**Exercise goal**
You are asked to write out the entries exactly as they are given.
(Beginning of Data)
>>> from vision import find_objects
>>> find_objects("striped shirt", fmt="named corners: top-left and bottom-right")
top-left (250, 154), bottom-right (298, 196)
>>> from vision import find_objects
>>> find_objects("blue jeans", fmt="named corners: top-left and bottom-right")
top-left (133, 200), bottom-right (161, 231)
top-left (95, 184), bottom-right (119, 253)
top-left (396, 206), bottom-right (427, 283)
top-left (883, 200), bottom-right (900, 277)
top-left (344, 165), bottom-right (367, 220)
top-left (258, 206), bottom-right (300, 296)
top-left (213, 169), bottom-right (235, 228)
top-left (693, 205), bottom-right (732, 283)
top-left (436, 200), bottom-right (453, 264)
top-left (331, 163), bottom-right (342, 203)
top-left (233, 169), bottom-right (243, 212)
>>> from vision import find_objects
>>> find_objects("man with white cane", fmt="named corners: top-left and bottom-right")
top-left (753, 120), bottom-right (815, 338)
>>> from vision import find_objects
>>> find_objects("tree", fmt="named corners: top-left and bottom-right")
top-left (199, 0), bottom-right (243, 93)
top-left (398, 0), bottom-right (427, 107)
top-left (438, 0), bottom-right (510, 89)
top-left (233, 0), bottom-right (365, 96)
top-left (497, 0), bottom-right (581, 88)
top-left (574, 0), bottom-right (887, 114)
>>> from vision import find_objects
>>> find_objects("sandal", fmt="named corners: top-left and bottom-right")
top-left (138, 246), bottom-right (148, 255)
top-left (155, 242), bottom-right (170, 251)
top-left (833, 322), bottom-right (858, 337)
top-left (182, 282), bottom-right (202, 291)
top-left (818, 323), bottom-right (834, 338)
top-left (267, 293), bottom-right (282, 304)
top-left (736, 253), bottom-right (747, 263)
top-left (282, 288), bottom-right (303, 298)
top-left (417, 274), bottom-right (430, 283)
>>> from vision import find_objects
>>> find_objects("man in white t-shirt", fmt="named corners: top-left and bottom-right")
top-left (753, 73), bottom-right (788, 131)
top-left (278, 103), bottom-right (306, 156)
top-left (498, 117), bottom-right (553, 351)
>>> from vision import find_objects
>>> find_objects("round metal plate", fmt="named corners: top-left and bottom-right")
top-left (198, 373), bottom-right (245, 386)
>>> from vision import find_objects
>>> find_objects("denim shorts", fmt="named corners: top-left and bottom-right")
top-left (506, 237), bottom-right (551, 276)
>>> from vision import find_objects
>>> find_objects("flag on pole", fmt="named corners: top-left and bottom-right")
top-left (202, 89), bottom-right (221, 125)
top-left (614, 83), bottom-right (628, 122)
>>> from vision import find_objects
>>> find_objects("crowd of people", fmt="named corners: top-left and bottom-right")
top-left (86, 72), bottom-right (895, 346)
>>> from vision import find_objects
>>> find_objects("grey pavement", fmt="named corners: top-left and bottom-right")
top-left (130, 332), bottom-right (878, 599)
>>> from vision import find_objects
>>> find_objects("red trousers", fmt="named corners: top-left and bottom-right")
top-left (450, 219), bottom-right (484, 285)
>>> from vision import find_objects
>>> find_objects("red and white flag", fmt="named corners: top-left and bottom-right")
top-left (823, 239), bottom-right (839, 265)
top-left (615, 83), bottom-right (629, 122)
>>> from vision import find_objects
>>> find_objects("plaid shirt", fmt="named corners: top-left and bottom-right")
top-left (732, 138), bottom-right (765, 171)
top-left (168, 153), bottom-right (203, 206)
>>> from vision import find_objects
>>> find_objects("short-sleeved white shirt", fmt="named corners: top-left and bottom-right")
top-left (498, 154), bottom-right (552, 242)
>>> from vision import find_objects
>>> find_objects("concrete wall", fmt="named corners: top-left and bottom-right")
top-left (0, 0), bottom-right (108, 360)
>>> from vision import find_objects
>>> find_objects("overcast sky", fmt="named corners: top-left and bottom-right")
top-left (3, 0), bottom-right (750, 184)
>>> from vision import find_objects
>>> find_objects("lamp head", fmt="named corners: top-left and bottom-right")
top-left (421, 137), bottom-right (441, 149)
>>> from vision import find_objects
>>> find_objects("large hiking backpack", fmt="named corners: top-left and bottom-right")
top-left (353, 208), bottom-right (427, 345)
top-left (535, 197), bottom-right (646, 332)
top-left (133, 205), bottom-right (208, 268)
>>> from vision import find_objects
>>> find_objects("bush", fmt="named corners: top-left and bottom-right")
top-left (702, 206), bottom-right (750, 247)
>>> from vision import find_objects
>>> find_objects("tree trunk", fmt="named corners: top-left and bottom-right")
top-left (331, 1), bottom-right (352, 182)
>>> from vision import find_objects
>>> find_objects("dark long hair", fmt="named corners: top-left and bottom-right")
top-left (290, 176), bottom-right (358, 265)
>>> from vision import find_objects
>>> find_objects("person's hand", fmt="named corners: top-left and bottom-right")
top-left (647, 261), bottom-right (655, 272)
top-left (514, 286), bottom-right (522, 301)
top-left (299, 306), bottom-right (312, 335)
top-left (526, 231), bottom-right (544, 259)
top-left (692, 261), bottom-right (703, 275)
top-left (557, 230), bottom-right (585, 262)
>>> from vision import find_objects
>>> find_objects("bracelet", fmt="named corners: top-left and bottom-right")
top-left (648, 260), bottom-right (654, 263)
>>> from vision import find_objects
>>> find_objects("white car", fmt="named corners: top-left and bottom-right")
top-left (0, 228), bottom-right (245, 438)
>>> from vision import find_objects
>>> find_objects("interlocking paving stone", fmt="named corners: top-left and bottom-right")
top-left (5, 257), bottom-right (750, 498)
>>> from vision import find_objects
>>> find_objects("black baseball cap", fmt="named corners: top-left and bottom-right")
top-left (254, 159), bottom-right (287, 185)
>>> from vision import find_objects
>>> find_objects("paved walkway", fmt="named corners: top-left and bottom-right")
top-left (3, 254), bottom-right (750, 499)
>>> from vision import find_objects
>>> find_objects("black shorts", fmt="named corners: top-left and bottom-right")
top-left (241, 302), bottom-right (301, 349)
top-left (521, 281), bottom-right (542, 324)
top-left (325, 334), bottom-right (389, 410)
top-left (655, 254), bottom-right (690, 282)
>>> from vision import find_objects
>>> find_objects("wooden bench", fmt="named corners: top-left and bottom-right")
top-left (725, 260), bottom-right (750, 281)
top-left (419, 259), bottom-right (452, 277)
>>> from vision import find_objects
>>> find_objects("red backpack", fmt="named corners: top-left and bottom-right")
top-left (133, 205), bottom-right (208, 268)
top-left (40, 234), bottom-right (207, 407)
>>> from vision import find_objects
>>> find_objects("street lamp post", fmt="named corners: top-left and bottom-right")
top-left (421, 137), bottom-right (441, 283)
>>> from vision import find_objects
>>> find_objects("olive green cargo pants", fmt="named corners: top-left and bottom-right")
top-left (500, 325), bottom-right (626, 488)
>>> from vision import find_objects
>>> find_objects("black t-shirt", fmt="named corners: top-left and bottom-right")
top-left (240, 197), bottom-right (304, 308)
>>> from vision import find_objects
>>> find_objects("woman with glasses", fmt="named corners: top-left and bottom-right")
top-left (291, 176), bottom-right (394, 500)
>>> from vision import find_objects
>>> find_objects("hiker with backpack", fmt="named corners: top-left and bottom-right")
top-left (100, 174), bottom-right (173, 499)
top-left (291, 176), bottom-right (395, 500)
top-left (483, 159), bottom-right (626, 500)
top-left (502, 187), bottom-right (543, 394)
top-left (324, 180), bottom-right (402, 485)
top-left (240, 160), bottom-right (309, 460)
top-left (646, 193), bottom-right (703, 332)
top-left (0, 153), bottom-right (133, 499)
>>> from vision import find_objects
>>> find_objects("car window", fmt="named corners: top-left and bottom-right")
(End of Data)
**Exercise output**
>>> from vision import find_objects
>>> find_objects("striped shirt", fmt="named corners: top-left and bottom-right")
top-left (250, 154), bottom-right (298, 196)
>>> from vision import find_objects
>>> find_objects("blue jeans", fmt="named corners: top-left and bottom-right")
top-left (133, 200), bottom-right (161, 231)
top-left (95, 184), bottom-right (119, 253)
top-left (396, 206), bottom-right (427, 283)
top-left (883, 200), bottom-right (900, 277)
top-left (344, 165), bottom-right (367, 220)
top-left (258, 206), bottom-right (300, 296)
top-left (213, 169), bottom-right (235, 228)
top-left (693, 205), bottom-right (732, 283)
top-left (436, 200), bottom-right (453, 264)
top-left (331, 163), bottom-right (342, 203)
top-left (233, 169), bottom-right (243, 212)
>>> from vision import find_objects
>>> find_objects("man with white cane", fmt="named corners: top-left and bottom-right")
top-left (753, 120), bottom-right (815, 338)
>>> from vision import find_objects
>>> find_objects("tree", fmt="named corners: top-left and bottom-right")
top-left (199, 0), bottom-right (243, 93)
top-left (398, 0), bottom-right (427, 107)
top-left (438, 0), bottom-right (510, 89)
top-left (233, 0), bottom-right (365, 96)
top-left (497, 0), bottom-right (581, 88)
top-left (574, 0), bottom-right (887, 114)
>>> from vision import find_objects
>>> find_objects("sandal", fmt="named corners: top-left and bottom-right")
top-left (138, 246), bottom-right (148, 255)
top-left (155, 242), bottom-right (170, 251)
top-left (833, 322), bottom-right (858, 337)
top-left (182, 282), bottom-right (202, 291)
top-left (818, 323), bottom-right (834, 338)
top-left (267, 293), bottom-right (282, 304)
top-left (736, 253), bottom-right (747, 263)
top-left (282, 288), bottom-right (303, 298)
top-left (417, 274), bottom-right (430, 283)
>>> from vision import find_objects
>>> find_objects("man in white t-shirt", fmt="named corners: top-left and bottom-right")
top-left (753, 73), bottom-right (788, 131)
top-left (278, 103), bottom-right (306, 156)
top-left (498, 117), bottom-right (553, 351)
>>> from vision import find_objects
>>> find_objects("round metal plate", fmt="named corners: top-left and bottom-right")
top-left (198, 373), bottom-right (245, 386)
>>> from vision import find_objects
>>> find_objects("denim shorts", fmt="named corners: top-left and bottom-right")
top-left (506, 237), bottom-right (551, 276)
>>> from vision import find_objects
>>> find_objects("flag on pole", fmt="named corners: top-left and bottom-right")
top-left (202, 89), bottom-right (221, 125)
top-left (614, 83), bottom-right (628, 122)
>>> from vision import find_objects
>>> find_objects("crowd of people", fmt="named corners: top-left and bottom-right")
top-left (86, 72), bottom-right (895, 346)
>>> from vision import find_objects
>>> find_objects("grey pavement", fmt="named corners: top-left and bottom-right")
top-left (130, 332), bottom-right (878, 599)
>>> from vision import find_objects
>>> find_objects("red trousers", fmt="named corners: top-left and bottom-right")
top-left (450, 219), bottom-right (484, 285)
>>> from vision import find_objects
>>> find_objects("red and white flag", fmt="named corners: top-left and bottom-right")
top-left (823, 239), bottom-right (839, 265)
top-left (615, 83), bottom-right (629, 122)
>>> from vision import find_objects
>>> find_objects("plaid shirt", fmt="named corners: top-left and bottom-right")
top-left (732, 138), bottom-right (765, 171)
top-left (168, 153), bottom-right (203, 206)
>>> from vision import find_objects
>>> find_objects("short-sleeved white shirt", fmt="named corners: top-left and bottom-right")
top-left (498, 154), bottom-right (552, 242)
>>> from vision import find_objects
>>> find_objects("concrete wall", fmt="named corners: top-left and bottom-right")
top-left (0, 0), bottom-right (108, 360)
>>> from vision import find_objects
>>> find_objects("overcast sky", fmt="named corners: top-left and bottom-right")
top-left (3, 0), bottom-right (750, 184)
>>> from vision import find_objects
>>> find_objects("lamp head", fmt="named corners: top-left and bottom-right")
top-left (421, 137), bottom-right (441, 149)
>>> from vision import find_objects
>>> find_objects("large hiking backpack", fmt="named corners: top-left and bottom-right")
top-left (353, 208), bottom-right (427, 345)
top-left (535, 197), bottom-right (646, 332)
top-left (133, 205), bottom-right (208, 268)
>>> from vision import find_objects
>>> find_objects("bush", fmt="named corners: top-left and bottom-right")
top-left (702, 206), bottom-right (750, 247)
>>> from vision import find_objects
>>> find_objects("tree trunk", fmt="named corners: top-left and bottom-right")
top-left (331, 1), bottom-right (352, 182)
>>> from vision import find_objects
>>> find_objects("dark long hair", fmt="named corners: top-left and bottom-right")
top-left (290, 176), bottom-right (358, 265)
>>> from vision import find_objects
>>> find_objects("person's hand", fmt="named corners: top-left and bottom-right")
top-left (647, 261), bottom-right (655, 272)
top-left (514, 286), bottom-right (522, 301)
top-left (299, 306), bottom-right (312, 335)
top-left (526, 231), bottom-right (544, 259)
top-left (692, 261), bottom-right (703, 275)
top-left (557, 230), bottom-right (585, 262)
>>> from vision import find_objects
>>> find_objects("bracelet", fmt="named corners: top-left and bottom-right")
top-left (648, 260), bottom-right (654, 263)
>>> from vision import find_objects
>>> find_objects("white car", fmt="named corners: top-left and bottom-right")
top-left (0, 228), bottom-right (245, 438)
>>> from vision import find_objects
>>> find_objects("interlocking paving stone", fmt="named corners: top-left and bottom-right")
top-left (5, 257), bottom-right (750, 498)
>>> from vision import find_objects
>>> find_objects("black baseball cap", fmt="named corners: top-left and bottom-right")
top-left (254, 159), bottom-right (287, 185)
>>> from vision import find_objects
>>> find_objects("paved walkway", fmt="named corners: top-left and bottom-right")
top-left (3, 254), bottom-right (750, 499)
>>> from vision import find_objects
>>> find_objects("black shorts", fmt="named corners: top-left and bottom-right")
top-left (241, 302), bottom-right (301, 349)
top-left (521, 281), bottom-right (542, 324)
top-left (325, 334), bottom-right (389, 410)
top-left (655, 254), bottom-right (690, 282)
>>> from vision import find_objects
>>> find_objects("wooden bench", fmt="named corners: top-left and bottom-right")
top-left (725, 260), bottom-right (750, 281)
top-left (419, 259), bottom-right (452, 277)
>>> from vision import find_objects
>>> find_objects("red backpack", fmt="named corners: top-left and bottom-right")
top-left (133, 205), bottom-right (208, 268)
top-left (40, 234), bottom-right (207, 407)
>>> from vision import find_objects
>>> find_objects("street lamp post", fmt="named corners: top-left and bottom-right")
top-left (421, 137), bottom-right (441, 283)
>>> from vision import find_objects
>>> find_objects("olive green cargo pants", fmt="named corners: top-left and bottom-right")
top-left (500, 325), bottom-right (626, 488)
>>> from vision import find_objects
>>> find_objects("black t-shirt", fmt="named corners: top-left and bottom-right")
top-left (240, 197), bottom-right (304, 308)
>>> from vision import find_objects
>>> find_objects("woman with glasses", fmt="named corners: top-left and bottom-right")
top-left (291, 176), bottom-right (394, 500)
>>> from vision import find_objects
>>> find_objects("hiker with backpack", fmt="named corners: top-left and bottom-right")
top-left (100, 174), bottom-right (173, 499)
top-left (291, 176), bottom-right (395, 500)
top-left (483, 159), bottom-right (626, 500)
top-left (502, 187), bottom-right (543, 394)
top-left (324, 180), bottom-right (402, 485)
top-left (240, 160), bottom-right (309, 460)
top-left (646, 193), bottom-right (703, 332)
top-left (0, 153), bottom-right (133, 499)
>>> from vision import find_objects
>>> find_objects("car window", fmt="named corners: top-left and bottom-right")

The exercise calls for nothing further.